— GOALS —
**1.** Name every internal system that the website-planning text lists as one a site may need to link in with.
**2.** Reproduce everything in the website-planning text from "Is it an intranet" down to "certain disability access?".

Thinking about how you want your website to look is likely to be the easy and enjoyable part. Getting it to work properly and effectively is much more complex but, in reality, equally (and arguably more) important. After all, if your website can’t be found it doesn’t really matter how it looks. So there are some important areas to look at when building your site.

Tecnhical requirements

As mentioned before, it is not necessary for you to have any technical knowledge about websites but it is important to consider all the technical needs of your business. This might be your finance department’s requirement(s), if you are considering e-commerce. It may also be reports generated specifically for your sales department or export figures for your marketing department. Think smart, think joined up.

Websites today are not just a shop front that drives you to a phone line or a replica of your brochure, they should be interactive and add real value to your business and it’s processes.

Involve other selected people in the briefing process to make sure you maximise the return of your development costs in improving the effectiveness of your business processes.

Is the site purely public facing or does it need to run secure areas for clients or internal purposes?
Is it an intranet or extranet site only?
  • intranet – a local or restricted communications network, esp. a private network created using World Wide Web software.
  • extranet - an intranet that can be partially accessed by authorised outside users, enabling businesses to exchange information over the Internet securely.
If it is an intranet, on what platform does it run (i.e. Windows, Linux, Unix, Mac)?
Are there any restrictions to development governed by your hosting company or because you use internal servers?
  • Programming language i.e. Microsoft only ASP or Open Source PHP
  • Security issues developers may need to be aware of i.e. FTP restrictions, HTTPS (SSL certificates), Internal firewalls.
Do you need to comply to certain disability access?
  • Text only browsers
  • Audio web browsers
  • Braille readers
  • Colour blindness
Does the site need to be compatible with mobile devices or web TV?
Reporting, what type of reporting do you need?
  • Simple statistics
  • Ad tracking (if you use on-line advertising)
  • Submission tracking
Do you need specific data collection?
  • Do you need to export data into a file? if so, what format do you need it (i.e. CSV or txt)
Does your site need to link in with specific internal systems?
  • Bookkeeping systems
  • Sales tracking software
  • CRM systems
  • Delivery systems
10 Is there any user specific functionality you require?
  • Booking systems
  • E-commerce functionality
  • Links to social media
  • Calendars etc.
Maintenance

This is a grey area often overlooked when briefing a website. Most companies believe they can run the upkeep of the website themselves, however, often this is not a realistic outlook.

There is a price to pay for using vital staff resources on an area that is not their core skill, both in terms of loss of staff time, and in delivering the right service to the user.

Maintenance is not purely the domain of updating copy of images but it is whole area that needs careful consideration. So consider the following:

Who will be responsible for the on-going general updating of the website?

Pointing rows:
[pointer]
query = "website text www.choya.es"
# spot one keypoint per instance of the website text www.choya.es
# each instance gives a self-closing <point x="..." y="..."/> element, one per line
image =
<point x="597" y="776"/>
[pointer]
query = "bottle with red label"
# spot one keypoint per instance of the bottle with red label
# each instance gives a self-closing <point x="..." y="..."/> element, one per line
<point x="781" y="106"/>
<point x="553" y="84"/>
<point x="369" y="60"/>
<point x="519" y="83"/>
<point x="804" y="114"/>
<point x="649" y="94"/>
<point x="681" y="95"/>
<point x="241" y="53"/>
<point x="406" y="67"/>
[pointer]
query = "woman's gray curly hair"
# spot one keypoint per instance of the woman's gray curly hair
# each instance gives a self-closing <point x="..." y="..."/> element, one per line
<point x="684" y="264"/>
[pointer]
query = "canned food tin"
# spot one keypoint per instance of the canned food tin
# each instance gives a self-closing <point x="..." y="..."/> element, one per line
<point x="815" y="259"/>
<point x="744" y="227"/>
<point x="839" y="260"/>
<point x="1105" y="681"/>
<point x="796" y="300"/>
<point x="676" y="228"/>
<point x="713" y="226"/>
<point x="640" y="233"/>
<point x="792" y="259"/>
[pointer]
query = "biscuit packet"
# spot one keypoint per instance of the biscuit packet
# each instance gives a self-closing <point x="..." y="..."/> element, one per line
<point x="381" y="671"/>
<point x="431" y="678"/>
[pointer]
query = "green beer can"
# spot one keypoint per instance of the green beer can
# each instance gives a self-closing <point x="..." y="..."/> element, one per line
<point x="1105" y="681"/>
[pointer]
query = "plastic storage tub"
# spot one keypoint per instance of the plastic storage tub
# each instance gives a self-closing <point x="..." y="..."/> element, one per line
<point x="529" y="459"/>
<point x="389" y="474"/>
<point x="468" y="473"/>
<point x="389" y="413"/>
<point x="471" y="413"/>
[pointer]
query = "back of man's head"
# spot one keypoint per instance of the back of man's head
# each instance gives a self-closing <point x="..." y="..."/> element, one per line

— ANSWERS —
**1.**
Bookkeeping systems
Sales tracking software
CRM systems
Delivery systems

**2.**
Is it an intranet or extranet site only?
  • intranet – a local or restricted communications network, esp. a private network created using World Wide Web software.
  • extranet - an intranet that can be partially accessed by authorised outside users, enabling businesses to exchange information over the Internet securely.
If it is an intranet, on what platform does it run (i.e. Windows, Linux, Unix, Mac)?
Are there any restrictions to development governed by your hosting company or because you use internal servers?
  • Programming language i.e. Microsoft only ASP or Open Source PHP
  • Security issues developers may need to be aware of i.e. FTP restrictions, HTTPS (SSL certificates), Internal firewalls.
Do you need to comply to certain disability access?